### [EXERCISE BRIEF]
Look through the lines below; wherever the word "wooden" appears, copy that line.

### [EXERCISE DATA]
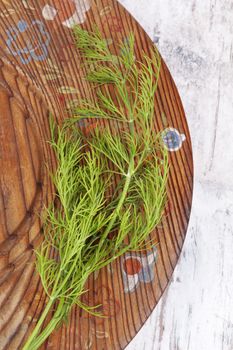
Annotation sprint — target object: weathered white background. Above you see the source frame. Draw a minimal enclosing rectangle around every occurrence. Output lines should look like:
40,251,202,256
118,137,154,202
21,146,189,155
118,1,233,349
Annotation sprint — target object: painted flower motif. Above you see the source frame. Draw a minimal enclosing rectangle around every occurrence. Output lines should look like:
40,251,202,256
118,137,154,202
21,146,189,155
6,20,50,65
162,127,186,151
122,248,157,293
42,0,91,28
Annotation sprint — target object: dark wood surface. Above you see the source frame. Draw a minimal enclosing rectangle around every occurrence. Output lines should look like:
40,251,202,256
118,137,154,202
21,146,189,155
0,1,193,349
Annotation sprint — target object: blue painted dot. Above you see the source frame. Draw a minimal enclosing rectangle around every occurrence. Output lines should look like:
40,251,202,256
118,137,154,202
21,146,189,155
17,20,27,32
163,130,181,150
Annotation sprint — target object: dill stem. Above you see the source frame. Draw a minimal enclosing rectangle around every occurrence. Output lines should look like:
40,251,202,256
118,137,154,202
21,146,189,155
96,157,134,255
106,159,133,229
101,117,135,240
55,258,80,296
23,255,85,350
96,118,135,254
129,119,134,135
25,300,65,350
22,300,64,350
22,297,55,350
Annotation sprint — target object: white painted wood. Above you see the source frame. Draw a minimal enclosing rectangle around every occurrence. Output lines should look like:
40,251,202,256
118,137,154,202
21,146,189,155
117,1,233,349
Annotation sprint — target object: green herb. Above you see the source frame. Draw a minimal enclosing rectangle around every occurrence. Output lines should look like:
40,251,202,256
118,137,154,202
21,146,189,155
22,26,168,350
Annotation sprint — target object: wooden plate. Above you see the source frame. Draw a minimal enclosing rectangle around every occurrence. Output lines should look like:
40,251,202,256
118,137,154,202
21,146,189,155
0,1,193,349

...

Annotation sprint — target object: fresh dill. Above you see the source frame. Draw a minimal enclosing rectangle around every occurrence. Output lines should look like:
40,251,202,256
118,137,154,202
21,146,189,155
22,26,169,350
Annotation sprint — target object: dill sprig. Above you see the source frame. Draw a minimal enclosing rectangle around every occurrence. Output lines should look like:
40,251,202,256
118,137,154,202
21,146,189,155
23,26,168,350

--

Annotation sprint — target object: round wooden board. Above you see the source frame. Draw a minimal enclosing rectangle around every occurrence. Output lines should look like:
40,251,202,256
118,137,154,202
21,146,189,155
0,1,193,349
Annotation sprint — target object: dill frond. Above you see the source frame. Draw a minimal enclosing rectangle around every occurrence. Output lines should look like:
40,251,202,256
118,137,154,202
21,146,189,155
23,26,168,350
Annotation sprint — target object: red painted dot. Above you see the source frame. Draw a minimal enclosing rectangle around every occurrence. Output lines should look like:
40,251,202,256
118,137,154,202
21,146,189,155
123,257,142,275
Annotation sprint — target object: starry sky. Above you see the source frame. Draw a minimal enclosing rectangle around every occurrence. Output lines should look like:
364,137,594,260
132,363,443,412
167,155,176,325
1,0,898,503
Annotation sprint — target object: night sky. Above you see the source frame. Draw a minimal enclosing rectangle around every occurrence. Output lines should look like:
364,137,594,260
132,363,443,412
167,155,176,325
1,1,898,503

### [EXPECTED OUTPUT]
Annotation sprint — target object: wooden plate. Above you see the source frame. Draw a minimal enclosing rectangle around every occurrence. Output lines should look like:
Annotation sprint — target object: round wooden board. Above you see the source frame. Draw a minimal enclosing rectangle around every occurrence. Output lines should look like:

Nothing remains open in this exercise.